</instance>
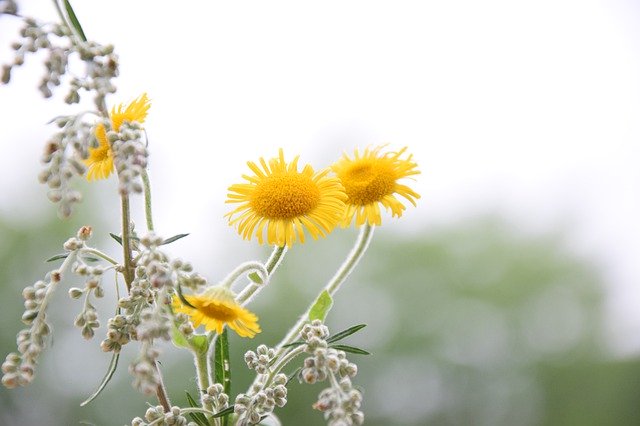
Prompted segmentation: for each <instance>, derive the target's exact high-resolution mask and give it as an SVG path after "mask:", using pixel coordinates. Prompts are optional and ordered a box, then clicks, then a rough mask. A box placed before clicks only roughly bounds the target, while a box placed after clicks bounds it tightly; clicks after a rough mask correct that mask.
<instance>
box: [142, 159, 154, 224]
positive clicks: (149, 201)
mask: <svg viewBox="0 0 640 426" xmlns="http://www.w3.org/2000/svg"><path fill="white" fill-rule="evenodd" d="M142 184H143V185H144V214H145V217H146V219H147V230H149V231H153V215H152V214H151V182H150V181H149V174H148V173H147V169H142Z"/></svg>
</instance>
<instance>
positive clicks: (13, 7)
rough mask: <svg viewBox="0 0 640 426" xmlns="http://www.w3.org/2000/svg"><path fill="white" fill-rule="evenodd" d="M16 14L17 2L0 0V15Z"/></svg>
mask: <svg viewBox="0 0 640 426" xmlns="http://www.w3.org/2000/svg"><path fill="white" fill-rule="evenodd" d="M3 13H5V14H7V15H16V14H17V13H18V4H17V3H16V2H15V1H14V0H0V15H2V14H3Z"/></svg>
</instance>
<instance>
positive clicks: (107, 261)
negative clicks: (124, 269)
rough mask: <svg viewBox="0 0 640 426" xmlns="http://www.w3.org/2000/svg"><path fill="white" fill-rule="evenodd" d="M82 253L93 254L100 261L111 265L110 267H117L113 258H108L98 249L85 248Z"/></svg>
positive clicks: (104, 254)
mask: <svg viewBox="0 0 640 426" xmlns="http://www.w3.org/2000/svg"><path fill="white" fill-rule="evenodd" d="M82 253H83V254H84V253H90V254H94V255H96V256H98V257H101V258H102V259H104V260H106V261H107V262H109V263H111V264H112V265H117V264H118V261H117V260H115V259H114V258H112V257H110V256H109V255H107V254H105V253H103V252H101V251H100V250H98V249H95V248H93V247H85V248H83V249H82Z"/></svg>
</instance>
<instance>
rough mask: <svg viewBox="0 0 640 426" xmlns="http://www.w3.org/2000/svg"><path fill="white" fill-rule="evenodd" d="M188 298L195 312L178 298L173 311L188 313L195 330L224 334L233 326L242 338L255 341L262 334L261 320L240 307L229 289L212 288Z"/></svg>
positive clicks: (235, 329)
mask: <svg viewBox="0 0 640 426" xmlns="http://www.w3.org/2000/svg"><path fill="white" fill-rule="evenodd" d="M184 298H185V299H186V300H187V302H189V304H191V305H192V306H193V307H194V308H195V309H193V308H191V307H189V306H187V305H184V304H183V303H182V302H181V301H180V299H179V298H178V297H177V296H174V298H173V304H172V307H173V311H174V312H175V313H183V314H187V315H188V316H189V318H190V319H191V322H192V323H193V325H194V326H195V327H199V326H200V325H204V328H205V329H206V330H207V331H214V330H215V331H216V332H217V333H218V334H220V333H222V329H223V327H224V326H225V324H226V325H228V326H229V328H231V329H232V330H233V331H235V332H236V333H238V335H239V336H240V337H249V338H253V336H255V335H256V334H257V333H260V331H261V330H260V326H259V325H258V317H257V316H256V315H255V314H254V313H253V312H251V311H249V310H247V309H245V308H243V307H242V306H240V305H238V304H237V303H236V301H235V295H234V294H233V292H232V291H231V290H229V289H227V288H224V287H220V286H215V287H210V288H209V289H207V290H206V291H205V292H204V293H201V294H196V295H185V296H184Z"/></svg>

#### [Requirement]
Reproduce all of the material above line for line, without the pictures.

#### [Result for this exercise]
</instance>
Prompted segmentation: for each <instance>, derive the target's exact high-resolution mask and give it as an SVG path after "mask:", using pixel coordinates. Prompts are optional and ordered a box, then clicks, then a rough mask. A box placed before clicks only roughly bounds the target, while a box placed after clicks bounds it tightly; clicks after a rough mask correct that mask.
<instance>
box: [142, 159, 154, 224]
positive clicks: (149, 201)
mask: <svg viewBox="0 0 640 426" xmlns="http://www.w3.org/2000/svg"><path fill="white" fill-rule="evenodd" d="M142 184H143V185H144V214H145V217H146V219H147V230H149V231H153V215H152V214H151V182H150V181H149V174H148V173H147V169H142Z"/></svg>
</instance>
<instance>
positive clicks: (13, 7)
rough mask: <svg viewBox="0 0 640 426" xmlns="http://www.w3.org/2000/svg"><path fill="white" fill-rule="evenodd" d="M16 14L17 2L0 0V15Z"/></svg>
mask: <svg viewBox="0 0 640 426" xmlns="http://www.w3.org/2000/svg"><path fill="white" fill-rule="evenodd" d="M3 13H5V14H7V15H16V14H17V13H18V4H17V3H16V2H15V1H14V0H0V15H2V14H3Z"/></svg>
</instance>
<instance>
positive clicks: (107, 261)
negative clicks: (124, 269)
rough mask: <svg viewBox="0 0 640 426" xmlns="http://www.w3.org/2000/svg"><path fill="white" fill-rule="evenodd" d="M82 253L93 254L100 261L111 265L110 267H117L113 258H108L98 249L85 248Z"/></svg>
positive clicks: (104, 254)
mask: <svg viewBox="0 0 640 426" xmlns="http://www.w3.org/2000/svg"><path fill="white" fill-rule="evenodd" d="M82 253H83V254H84V253H90V254H94V255H96V256H98V257H101V258H102V259H104V260H106V261H107V262H109V263H111V264H112V265H117V264H118V261H117V260H115V259H114V258H112V257H110V256H109V255H107V254H105V253H103V252H101V251H100V250H98V249H95V248H93V247H85V248H83V249H82Z"/></svg>
</instance>
<instance>
rough mask: <svg viewBox="0 0 640 426" xmlns="http://www.w3.org/2000/svg"><path fill="white" fill-rule="evenodd" d="M188 298L195 312L178 298L173 311L188 313L195 330L224 334L233 326L242 338L255 341L262 334L261 320L240 307L229 289L212 288Z"/></svg>
positive clicks: (235, 329)
mask: <svg viewBox="0 0 640 426" xmlns="http://www.w3.org/2000/svg"><path fill="white" fill-rule="evenodd" d="M184 298H185V299H186V300H187V302H189V304H191V305H192V306H193V307H194V308H195V309H193V308H191V307H189V306H187V305H184V304H183V303H182V302H181V301H180V299H179V298H178V297H177V296H174V298H173V304H172V307H173V311H174V312H175V313H183V314H187V315H188V316H189V318H190V319H191V322H192V323H193V325H194V326H195V327H199V326H200V325H204V328H205V329H206V330H207V331H214V330H215V331H216V332H217V333H218V334H220V333H222V329H223V327H224V326H225V324H226V325H228V326H229V328H231V329H232V330H233V331H235V332H236V333H238V335H239V336H240V337H249V338H253V336H255V335H256V334H257V333H260V331H261V330H260V326H259V325H258V317H257V316H256V315H255V314H254V313H253V312H251V311H249V310H247V309H245V308H243V307H242V306H240V305H238V304H237V303H236V301H235V295H234V294H233V292H232V291H231V290H229V289H227V288H224V287H220V286H215V287H210V288H209V289H207V290H206V291H205V292H204V293H201V294H196V295H185V296H184Z"/></svg>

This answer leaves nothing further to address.